__ASSIGNMENT__
Return each of the entries below word for word.

(Stored records)
━━━━━━
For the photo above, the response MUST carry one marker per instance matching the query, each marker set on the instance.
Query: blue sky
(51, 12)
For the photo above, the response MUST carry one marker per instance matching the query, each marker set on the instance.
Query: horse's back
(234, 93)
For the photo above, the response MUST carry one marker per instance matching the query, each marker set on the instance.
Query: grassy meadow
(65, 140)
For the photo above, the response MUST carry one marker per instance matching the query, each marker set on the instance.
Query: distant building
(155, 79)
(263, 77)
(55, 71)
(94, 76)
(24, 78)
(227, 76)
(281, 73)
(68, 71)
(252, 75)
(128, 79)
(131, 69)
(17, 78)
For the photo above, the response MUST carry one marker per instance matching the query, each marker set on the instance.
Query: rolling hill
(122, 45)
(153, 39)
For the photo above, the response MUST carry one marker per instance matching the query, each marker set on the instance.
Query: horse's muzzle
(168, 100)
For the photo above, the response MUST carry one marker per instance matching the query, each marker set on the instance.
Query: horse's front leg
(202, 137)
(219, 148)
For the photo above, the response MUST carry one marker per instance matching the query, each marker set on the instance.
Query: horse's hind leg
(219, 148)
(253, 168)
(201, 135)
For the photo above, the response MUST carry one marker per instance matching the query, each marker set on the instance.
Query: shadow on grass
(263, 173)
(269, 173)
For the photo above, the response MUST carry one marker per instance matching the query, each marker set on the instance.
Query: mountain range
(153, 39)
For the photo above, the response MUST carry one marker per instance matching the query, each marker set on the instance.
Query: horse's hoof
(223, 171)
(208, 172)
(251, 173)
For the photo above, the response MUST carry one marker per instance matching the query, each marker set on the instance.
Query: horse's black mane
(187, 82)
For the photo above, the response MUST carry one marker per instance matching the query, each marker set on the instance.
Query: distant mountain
━━━━━━
__SOLUTION FOR THIS EXERCISE__
For the photo above, the response MUST carry one marker per instance matching the query, each marker set on the instance.
Query: blue sky
(51, 12)
For the photo above, the response MUST carry one marker per instance matching the query, each marker set on the instance.
Query: horse's back
(234, 93)
For the photo above, the response MUST carry one marker per instance matching the query, each marker set on the instance.
Query: grassy meadow
(65, 140)
For the photo above, the response MUST carry one marker per instance matching the query, each marker set on the instance.
Query: distant building
(155, 79)
(263, 77)
(55, 71)
(94, 76)
(24, 78)
(227, 76)
(281, 73)
(68, 71)
(252, 75)
(128, 79)
(131, 69)
(17, 78)
For the photo above, the response MUST carry one marker per instance matching the query, each marker set on the instance.
Query: rolling hill
(122, 45)
(153, 39)
For the photo above, the response MUST carry one marker per instance matching the query, each marker set on the instance.
Query: horse's muzzle
(168, 100)
For the photo above, the response MUST carry one marker per instance matching the query, each marker set on the instance.
Query: horse's front leg
(202, 137)
(219, 148)
For the photo above, the response MUST carry one marker per instance matching the query, each marker set on the instance.
Query: horse's hind leg
(219, 148)
(253, 168)
(201, 135)
For the photo above, the response MUST carry one marker per instance matching the query, each marker set on the instance.
Query: shadow on grass
(263, 173)
(269, 173)
For the photo above, the response MUST carry one marker per instance matching the query, each marker set on the instance.
Query: mountain range
(153, 39)
For the photo above, the response MUST carry one marker per instance matching the query, each marker set on the instance.
Query: horse's hoof
(223, 171)
(208, 172)
(251, 173)
For the photo above, the response MUST carry one marker per instance matching the query, each marker set on the instance.
Query: horse's black mane
(187, 82)
For the photo above, the response MUST carry one marker per instance matching the query, each marker set on the instance.
Query: distant mountain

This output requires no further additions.